• [DATASET EXTRACT]:
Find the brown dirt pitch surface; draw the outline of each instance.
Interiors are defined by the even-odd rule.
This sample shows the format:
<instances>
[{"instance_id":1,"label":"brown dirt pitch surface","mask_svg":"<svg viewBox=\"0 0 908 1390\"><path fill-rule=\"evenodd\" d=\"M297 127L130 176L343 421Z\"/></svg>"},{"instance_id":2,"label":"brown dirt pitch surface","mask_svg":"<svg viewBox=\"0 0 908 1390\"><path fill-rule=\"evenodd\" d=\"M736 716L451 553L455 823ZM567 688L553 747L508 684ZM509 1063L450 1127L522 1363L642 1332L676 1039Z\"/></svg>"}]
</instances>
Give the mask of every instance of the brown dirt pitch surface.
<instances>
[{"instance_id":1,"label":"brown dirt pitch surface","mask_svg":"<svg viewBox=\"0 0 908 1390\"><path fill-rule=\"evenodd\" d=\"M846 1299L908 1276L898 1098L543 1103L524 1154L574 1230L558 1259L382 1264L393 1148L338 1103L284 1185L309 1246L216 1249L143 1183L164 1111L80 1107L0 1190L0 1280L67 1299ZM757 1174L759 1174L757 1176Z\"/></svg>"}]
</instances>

==

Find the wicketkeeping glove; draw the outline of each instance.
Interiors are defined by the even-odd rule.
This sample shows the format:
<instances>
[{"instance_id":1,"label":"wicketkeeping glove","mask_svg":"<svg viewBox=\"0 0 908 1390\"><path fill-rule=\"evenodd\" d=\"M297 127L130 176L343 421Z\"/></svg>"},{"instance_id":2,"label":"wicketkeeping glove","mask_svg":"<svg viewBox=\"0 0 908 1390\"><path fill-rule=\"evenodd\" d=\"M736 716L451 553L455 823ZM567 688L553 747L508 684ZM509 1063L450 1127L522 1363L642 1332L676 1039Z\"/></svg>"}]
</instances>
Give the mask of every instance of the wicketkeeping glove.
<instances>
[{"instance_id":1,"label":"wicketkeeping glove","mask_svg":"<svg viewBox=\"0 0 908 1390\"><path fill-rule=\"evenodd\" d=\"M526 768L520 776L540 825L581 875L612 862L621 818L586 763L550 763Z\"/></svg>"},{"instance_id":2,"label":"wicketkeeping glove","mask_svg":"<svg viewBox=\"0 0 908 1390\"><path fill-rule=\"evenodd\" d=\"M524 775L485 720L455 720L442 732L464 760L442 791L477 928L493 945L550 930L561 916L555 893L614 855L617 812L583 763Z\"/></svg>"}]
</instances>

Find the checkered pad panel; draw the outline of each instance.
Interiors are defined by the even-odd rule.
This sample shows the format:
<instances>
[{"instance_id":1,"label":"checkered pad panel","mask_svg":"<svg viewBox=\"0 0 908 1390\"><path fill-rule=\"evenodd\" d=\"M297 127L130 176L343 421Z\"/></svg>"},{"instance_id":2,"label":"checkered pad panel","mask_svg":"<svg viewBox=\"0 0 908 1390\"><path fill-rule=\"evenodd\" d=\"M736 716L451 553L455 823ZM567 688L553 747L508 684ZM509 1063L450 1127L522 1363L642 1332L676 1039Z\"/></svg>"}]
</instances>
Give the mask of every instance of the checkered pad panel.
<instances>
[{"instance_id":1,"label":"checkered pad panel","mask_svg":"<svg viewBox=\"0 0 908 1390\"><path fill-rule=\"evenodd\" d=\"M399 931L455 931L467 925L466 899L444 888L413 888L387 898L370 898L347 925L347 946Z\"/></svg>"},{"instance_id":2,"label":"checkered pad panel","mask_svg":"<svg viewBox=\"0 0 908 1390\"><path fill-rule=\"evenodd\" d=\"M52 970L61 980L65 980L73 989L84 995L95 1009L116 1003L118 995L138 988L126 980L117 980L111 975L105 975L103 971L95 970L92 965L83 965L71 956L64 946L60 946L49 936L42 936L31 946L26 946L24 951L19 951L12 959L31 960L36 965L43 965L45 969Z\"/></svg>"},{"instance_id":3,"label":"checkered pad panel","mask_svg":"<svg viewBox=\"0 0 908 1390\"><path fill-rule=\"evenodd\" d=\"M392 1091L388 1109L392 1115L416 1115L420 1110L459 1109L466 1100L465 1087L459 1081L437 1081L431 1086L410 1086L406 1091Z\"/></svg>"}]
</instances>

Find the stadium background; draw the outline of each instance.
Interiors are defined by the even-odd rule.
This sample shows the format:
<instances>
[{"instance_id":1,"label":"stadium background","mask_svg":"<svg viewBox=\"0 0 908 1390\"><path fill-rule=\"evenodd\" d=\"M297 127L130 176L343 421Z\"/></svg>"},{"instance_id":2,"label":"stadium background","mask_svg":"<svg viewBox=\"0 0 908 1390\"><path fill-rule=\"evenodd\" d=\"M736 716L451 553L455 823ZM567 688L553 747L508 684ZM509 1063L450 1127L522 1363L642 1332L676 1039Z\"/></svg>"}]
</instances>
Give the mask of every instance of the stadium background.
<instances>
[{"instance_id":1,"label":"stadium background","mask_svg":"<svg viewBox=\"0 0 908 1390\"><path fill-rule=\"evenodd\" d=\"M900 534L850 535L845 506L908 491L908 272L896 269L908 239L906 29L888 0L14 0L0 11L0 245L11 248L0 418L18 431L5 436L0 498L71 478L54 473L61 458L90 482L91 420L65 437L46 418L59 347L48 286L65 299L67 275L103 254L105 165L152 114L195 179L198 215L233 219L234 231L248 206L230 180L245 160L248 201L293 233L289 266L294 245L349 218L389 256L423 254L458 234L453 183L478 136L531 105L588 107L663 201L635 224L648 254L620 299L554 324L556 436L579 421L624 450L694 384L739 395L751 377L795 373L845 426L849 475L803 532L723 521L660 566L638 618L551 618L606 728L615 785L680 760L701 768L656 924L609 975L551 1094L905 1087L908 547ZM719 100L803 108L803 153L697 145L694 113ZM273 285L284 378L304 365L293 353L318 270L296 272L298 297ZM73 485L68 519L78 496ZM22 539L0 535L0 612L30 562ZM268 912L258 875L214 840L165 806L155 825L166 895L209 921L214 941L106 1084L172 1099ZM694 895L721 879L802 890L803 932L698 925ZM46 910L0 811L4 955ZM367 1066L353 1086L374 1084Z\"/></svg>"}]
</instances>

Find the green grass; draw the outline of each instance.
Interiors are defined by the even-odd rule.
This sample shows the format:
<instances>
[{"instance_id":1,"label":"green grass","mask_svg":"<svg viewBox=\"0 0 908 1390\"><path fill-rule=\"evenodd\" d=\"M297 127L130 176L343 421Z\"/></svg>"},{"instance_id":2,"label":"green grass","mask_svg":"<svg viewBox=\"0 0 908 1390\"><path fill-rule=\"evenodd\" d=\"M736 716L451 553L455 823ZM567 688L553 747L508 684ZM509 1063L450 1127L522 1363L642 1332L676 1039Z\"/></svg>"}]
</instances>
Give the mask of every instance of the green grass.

• [WHAT THE EXERCISE ASKS]: The lines to copy are those above that contain "grass".

• [SOLUTION TO THIS PROBLEM]:
Find the green grass; draw the outline of each instance.
[{"instance_id":1,"label":"green grass","mask_svg":"<svg viewBox=\"0 0 908 1390\"><path fill-rule=\"evenodd\" d=\"M297 127L130 176L343 421Z\"/></svg>"},{"instance_id":2,"label":"green grass","mask_svg":"<svg viewBox=\"0 0 908 1390\"><path fill-rule=\"evenodd\" d=\"M736 716L451 553L455 823ZM567 688L553 747L508 684ZM509 1063L450 1127L522 1363L642 1332L676 1039Z\"/></svg>"}]
Give the mask of every instance of the green grass.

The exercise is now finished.